● WHAT THE TASK ASKS
Answer with one number only: how many lines in the material contain "hillside".

● THE INPUT
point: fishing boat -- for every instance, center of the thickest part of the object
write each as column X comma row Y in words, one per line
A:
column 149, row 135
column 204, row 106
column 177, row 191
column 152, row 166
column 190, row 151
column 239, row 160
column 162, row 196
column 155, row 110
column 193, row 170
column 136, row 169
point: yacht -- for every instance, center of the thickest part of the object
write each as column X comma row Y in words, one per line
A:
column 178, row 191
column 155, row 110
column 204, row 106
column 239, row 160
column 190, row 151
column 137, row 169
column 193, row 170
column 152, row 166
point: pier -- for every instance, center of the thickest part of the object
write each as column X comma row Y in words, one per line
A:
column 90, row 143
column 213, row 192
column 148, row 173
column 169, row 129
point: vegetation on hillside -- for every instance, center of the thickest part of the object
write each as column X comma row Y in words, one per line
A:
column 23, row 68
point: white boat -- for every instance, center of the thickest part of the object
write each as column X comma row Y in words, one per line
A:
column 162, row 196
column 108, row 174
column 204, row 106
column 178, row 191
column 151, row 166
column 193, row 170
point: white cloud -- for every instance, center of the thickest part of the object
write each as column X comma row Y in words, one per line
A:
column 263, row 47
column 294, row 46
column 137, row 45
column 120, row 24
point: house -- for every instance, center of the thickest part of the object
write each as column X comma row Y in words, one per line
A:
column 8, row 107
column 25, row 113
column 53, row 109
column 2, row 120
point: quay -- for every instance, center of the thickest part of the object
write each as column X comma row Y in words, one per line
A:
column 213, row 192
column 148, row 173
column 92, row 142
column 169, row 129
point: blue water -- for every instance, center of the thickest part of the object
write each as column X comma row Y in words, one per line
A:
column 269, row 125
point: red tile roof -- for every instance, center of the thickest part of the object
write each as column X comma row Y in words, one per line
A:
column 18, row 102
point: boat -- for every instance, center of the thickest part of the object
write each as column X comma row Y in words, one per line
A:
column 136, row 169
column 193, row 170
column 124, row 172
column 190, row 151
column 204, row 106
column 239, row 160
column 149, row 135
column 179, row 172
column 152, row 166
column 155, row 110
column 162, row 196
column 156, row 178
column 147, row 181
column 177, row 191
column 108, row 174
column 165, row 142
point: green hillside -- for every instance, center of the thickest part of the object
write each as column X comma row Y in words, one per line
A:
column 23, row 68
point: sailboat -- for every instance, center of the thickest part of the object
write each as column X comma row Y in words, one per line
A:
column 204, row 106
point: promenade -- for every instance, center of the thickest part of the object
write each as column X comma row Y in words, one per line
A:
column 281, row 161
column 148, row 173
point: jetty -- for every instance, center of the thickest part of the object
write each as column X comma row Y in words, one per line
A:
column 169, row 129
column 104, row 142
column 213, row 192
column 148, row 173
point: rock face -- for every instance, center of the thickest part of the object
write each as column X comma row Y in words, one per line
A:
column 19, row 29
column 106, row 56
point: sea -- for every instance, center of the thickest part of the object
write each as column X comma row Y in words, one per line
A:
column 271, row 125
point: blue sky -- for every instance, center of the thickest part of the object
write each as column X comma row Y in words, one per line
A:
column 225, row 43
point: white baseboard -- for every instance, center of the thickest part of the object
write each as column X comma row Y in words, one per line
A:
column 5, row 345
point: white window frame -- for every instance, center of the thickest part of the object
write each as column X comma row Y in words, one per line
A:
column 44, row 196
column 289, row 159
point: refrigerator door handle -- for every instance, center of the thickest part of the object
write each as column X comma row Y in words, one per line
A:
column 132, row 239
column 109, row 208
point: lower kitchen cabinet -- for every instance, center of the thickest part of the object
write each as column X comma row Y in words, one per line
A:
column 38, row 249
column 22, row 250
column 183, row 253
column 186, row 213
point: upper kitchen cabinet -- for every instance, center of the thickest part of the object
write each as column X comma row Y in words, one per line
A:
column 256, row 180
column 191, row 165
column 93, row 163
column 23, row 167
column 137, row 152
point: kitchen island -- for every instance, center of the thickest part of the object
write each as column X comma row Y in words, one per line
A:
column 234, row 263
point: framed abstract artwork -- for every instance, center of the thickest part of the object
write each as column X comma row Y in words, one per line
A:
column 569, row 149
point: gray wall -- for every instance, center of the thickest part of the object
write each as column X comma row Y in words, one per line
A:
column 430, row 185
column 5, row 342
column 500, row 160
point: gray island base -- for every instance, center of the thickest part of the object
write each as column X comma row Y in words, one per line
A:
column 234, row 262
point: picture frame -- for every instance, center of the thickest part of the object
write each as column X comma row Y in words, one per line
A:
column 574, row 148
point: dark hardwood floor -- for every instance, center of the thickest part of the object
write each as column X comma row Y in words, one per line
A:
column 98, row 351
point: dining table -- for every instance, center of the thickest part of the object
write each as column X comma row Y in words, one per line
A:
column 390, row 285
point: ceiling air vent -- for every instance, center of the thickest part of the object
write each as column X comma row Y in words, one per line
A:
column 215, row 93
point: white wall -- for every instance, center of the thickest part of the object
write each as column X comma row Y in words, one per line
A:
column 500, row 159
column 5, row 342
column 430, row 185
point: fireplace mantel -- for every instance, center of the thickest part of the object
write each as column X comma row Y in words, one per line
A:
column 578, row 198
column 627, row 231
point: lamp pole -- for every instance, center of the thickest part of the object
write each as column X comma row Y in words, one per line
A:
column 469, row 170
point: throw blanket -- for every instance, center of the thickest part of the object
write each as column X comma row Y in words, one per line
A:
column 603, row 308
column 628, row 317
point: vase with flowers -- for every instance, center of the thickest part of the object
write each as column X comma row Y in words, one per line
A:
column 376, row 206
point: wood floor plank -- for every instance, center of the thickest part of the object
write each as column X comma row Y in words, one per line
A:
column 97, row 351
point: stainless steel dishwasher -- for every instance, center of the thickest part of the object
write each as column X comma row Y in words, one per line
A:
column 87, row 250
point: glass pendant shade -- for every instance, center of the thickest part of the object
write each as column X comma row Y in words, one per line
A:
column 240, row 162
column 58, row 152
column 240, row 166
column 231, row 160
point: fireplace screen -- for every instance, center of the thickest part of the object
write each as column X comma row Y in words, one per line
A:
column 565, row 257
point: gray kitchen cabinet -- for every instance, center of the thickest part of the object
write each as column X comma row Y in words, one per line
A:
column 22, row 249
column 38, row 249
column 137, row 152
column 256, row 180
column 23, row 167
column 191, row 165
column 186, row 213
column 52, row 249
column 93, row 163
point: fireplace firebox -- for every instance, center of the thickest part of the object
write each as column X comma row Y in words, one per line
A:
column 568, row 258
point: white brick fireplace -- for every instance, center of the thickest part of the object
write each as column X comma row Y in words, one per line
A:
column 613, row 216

● ANSWER SPACE
2